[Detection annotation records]
·····

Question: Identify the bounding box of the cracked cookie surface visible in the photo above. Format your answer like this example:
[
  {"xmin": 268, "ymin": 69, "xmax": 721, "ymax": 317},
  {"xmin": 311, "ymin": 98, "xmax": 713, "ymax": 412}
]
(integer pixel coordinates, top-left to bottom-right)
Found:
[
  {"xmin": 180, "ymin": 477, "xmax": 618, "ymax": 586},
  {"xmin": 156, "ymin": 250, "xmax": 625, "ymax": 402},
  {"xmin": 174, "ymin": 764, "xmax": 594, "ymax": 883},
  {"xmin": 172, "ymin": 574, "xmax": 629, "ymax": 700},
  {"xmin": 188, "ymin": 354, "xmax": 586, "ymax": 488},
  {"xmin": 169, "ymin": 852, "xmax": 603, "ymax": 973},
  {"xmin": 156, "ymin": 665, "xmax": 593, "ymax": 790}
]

·····

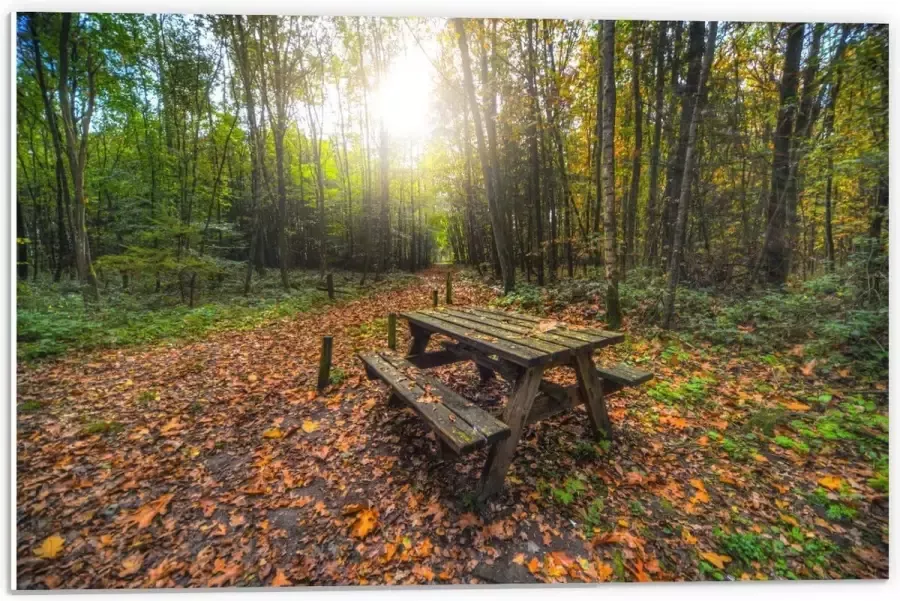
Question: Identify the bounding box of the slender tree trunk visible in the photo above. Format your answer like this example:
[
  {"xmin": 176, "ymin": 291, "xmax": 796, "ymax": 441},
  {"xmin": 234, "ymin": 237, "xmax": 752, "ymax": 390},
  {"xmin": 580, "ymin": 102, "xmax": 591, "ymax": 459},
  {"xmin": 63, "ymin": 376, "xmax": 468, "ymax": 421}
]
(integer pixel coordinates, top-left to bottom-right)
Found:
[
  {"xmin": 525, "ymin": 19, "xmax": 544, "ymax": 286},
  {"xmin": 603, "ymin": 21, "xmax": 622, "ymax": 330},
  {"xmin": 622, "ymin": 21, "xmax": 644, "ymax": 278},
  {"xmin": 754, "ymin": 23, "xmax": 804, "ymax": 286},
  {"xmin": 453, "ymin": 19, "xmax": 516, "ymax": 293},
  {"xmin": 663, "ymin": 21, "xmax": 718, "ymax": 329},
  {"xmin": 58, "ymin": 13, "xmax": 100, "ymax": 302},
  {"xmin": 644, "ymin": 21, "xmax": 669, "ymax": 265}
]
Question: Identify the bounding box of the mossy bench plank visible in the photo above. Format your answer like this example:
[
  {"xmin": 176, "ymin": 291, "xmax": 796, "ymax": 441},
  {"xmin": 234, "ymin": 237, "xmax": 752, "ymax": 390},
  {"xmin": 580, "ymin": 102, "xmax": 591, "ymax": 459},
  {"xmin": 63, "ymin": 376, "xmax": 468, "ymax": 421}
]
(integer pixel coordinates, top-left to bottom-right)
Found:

·····

Problem statement: Pick out each line in the records above that contains the string "photo" and copy it in full. Case counts.

In response:
Question: Identify the bounding box of the cracked cookie surface visible in the photo above. Format your answer like this example:
Question: Identify the bounding box of the slender tree trunk visible in the photo above. Format your answer like this example:
Question: Identify the bounding box of the mossy bench plank visible in the photo above. Format your answer like this example:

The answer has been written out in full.